## START Given passage

Re: sandboxing untrusted code

From: Robert Haas <robertmhaas(at)gmail(dot)com>
To: Jeff Davis <pgsql(at)j-davis(dot)com>
Cc: Andres Freund <andres(at)anarazel(dot)de>, PostgreSQL-development <pgsql-hackers(at)postgresql(dot)org>, Noah Misch <noah(at)leadboat(dot)com>
Subject: Re: sandboxing untrusted code
Date: 2023-09-05 16:25:28
Message-ID: CA+TgmobN===Gp+jRw6yt8wLM7xB=Z+mAVtUeoy6Uthwe00-dpA@mail.gmail.com
Views: Raw Message | Whole Thread | Download mbox | Resend email
Thread:
Lists: pgsql-hackers

On Fri, Sep 1, 2023 at 5:27 PM Jeff Davis <pgsql(at)j-davis(dot)com> wrote:
> Which privileges are available in a sandboxed environment, exactly? Is
> it kind of like masking away all privileges except EXECUTE, or are
> other privileges available, like SELECT?

I think I've more or less answered this already -- fully sandboxed
code can't make reference to external data sources, from which it
follows that it can't exercise SELECT (and most other privileges).

> And the distinction that you are drawing between having the privileges
> but them (mostly) not being available, versus not having the privileges
> at all, is fairly subtle. Some examples showing why that distinction is
> important would be helpful.

I view it like this: when Bob tries to insert or update or delete
Alice's table, and Alice has some code attached to it, Alice is
effectively asking Bob to execute that code with his own privileges.

## END Given passage
## START Dataset excerpts

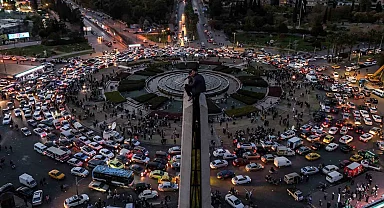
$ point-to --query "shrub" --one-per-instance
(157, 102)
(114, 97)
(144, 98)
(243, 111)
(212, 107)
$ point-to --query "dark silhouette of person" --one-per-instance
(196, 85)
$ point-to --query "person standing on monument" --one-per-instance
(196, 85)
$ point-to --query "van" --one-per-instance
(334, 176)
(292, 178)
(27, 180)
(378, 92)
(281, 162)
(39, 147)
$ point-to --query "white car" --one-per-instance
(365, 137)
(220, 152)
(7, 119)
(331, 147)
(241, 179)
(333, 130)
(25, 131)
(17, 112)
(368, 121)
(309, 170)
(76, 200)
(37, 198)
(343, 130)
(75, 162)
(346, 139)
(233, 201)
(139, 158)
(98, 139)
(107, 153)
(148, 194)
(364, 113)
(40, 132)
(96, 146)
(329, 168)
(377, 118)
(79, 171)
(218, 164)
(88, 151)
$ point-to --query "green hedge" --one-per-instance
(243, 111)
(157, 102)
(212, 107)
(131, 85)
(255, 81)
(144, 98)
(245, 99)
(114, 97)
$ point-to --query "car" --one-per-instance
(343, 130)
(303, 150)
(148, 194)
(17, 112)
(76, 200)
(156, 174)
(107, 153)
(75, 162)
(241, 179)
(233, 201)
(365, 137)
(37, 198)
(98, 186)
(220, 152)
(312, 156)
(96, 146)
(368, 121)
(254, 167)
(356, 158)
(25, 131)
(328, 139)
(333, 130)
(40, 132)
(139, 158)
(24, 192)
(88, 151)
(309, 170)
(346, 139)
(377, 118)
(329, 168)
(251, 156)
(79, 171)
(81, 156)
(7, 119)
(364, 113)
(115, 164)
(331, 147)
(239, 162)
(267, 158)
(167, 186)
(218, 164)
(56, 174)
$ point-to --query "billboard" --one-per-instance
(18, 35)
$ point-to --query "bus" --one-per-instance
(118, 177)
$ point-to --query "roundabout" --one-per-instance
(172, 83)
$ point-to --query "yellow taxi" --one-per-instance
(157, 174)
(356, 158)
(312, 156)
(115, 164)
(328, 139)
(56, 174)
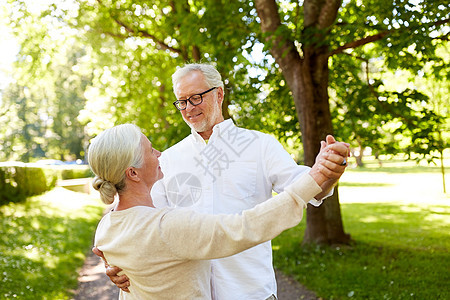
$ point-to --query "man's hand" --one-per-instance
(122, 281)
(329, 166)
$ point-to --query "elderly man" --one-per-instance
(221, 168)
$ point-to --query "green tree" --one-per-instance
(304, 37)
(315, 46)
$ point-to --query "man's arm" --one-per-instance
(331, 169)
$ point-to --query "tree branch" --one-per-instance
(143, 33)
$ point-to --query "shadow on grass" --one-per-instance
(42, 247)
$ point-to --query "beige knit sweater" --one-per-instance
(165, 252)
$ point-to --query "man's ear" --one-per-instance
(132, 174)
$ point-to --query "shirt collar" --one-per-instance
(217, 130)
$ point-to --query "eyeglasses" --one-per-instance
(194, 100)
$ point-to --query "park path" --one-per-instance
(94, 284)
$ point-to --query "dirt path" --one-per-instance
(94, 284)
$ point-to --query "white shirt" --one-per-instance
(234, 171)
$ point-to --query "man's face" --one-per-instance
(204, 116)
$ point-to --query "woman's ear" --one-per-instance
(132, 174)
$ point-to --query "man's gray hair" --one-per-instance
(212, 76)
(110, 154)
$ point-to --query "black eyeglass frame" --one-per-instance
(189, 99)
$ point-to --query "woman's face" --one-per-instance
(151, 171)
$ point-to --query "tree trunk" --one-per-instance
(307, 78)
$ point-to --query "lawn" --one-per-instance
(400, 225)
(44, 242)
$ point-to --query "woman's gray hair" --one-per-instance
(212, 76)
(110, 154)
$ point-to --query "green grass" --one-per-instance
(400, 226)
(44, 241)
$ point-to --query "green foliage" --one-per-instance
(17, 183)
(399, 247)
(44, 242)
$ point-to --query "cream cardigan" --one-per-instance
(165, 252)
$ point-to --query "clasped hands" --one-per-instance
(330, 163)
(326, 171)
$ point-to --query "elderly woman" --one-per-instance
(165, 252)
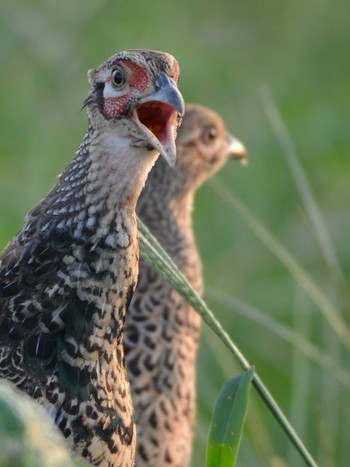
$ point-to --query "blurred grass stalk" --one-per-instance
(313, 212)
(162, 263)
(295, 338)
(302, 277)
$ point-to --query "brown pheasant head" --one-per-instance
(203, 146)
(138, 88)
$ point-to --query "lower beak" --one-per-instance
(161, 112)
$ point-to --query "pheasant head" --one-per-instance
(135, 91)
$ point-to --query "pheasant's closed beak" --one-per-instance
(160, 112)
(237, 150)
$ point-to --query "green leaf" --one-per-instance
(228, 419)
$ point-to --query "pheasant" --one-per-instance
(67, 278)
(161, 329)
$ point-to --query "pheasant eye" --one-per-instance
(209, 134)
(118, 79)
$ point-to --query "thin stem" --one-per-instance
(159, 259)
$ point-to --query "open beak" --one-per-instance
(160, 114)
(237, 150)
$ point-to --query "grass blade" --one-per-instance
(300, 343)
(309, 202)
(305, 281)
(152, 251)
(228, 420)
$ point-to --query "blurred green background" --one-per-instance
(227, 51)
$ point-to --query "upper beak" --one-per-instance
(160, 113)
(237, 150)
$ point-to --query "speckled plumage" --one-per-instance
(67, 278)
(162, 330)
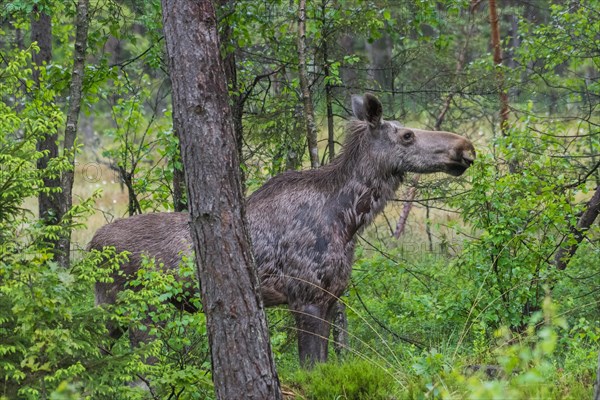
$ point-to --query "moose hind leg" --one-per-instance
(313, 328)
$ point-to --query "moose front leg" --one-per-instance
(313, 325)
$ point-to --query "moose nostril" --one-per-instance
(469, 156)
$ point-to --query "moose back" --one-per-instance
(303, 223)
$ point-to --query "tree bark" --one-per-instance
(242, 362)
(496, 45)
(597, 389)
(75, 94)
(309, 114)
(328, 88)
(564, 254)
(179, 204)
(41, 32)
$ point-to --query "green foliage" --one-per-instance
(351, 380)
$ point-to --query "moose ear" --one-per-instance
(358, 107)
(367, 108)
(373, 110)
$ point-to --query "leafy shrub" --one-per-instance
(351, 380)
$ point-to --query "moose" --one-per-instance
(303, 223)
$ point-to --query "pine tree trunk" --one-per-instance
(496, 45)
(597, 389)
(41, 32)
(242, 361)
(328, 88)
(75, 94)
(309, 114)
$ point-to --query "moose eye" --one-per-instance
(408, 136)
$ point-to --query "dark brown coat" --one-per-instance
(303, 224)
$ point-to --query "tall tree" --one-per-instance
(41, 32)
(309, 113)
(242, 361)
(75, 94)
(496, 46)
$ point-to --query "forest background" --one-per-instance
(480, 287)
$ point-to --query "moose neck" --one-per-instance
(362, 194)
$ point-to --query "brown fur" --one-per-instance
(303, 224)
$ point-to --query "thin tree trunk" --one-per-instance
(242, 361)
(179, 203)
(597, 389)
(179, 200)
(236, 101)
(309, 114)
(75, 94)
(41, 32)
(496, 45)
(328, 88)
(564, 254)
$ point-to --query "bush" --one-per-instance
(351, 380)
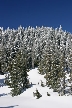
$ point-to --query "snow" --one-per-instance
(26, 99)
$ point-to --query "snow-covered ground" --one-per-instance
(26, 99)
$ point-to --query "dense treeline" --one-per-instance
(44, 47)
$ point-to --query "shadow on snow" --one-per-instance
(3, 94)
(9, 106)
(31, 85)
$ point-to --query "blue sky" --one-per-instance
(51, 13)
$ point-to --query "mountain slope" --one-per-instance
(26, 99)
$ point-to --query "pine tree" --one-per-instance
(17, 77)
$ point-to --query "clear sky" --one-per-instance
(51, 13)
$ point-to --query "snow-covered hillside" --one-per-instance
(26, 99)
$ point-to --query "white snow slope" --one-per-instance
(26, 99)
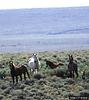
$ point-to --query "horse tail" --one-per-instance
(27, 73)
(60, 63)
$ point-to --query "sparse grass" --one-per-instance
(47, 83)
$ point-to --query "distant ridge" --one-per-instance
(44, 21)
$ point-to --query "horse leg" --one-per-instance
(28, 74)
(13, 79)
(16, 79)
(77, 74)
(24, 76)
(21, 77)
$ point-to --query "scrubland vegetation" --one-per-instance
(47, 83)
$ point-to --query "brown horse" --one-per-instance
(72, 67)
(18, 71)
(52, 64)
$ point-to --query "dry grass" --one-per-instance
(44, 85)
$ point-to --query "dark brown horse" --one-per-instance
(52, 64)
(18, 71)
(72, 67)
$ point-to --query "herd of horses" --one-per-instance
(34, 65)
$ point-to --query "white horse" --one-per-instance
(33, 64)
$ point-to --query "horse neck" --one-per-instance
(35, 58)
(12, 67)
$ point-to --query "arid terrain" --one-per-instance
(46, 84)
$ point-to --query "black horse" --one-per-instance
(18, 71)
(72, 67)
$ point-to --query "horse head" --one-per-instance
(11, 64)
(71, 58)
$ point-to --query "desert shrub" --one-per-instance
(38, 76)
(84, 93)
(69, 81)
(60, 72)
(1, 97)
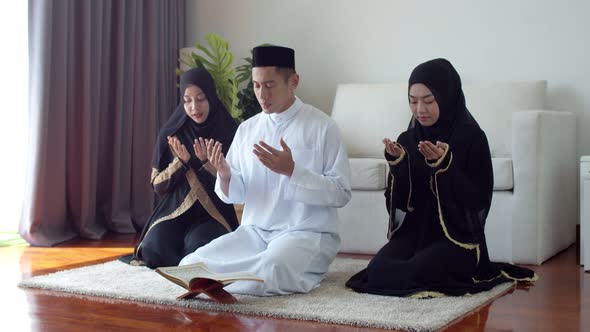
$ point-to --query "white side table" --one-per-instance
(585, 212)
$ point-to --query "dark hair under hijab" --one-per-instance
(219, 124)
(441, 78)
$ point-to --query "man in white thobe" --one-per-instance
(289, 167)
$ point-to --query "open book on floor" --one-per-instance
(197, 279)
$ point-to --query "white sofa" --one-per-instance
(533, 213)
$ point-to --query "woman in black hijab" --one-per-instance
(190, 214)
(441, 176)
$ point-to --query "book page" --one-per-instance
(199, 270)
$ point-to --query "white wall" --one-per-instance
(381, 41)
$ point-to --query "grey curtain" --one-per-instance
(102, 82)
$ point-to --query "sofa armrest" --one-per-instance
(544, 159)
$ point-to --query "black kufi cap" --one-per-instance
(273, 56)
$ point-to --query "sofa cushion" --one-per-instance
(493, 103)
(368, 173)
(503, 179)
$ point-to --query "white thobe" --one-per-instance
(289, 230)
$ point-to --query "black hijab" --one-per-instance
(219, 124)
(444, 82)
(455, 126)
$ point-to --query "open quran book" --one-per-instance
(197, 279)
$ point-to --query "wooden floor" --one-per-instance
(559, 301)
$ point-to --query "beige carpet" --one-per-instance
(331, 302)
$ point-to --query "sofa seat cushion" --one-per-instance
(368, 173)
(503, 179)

## END Dataset excerpts

**What you need to do**
a - In the sandboxing email, what can fully sandboxed code not reference, which means it cannot exercise SELECT?
b - Continue the sandboxing email past its final sentence.

**Outputs by task**
a - External data sources.

b -
In general, I think we can reasonably expect that Bob WILL be willing
to do this: if he didn't want to modify into Alice's table, he
wouldn't have executed a DML statement against it, and executing the
code that Alice has attached to that table is a precondition of being
allowed to perform that modification. It's Alice's table and she gets
to set the rules. However, Bob is also allowed to protect himself. If
he's running Alice's code and it wants to do something with which Bob
isn't comfortable, he can change his mind and refuse to execute it
after all.

I always find it helpful to consider real world examples with similar
characteristics. Let's say that Bob is renting a VRBO from Alice.
Alice leaves behind, in the VRBO, a set of rules which Bob must follow
as a condition of being allowed to rent the VRBO. Those rules include
things that Bob but must do at checkout time, like washing all of his
dishes. As a matter of routine, Bob will follow Alice's checkout
instructions. But if Alice includes in the checkout instructions
"Leave your driver's license and social security card on the dining
room table after checkout, plus a record of all of your bank account
numbers," the security systems in Bob's brain should activate and
prevent those instructions from getting followed.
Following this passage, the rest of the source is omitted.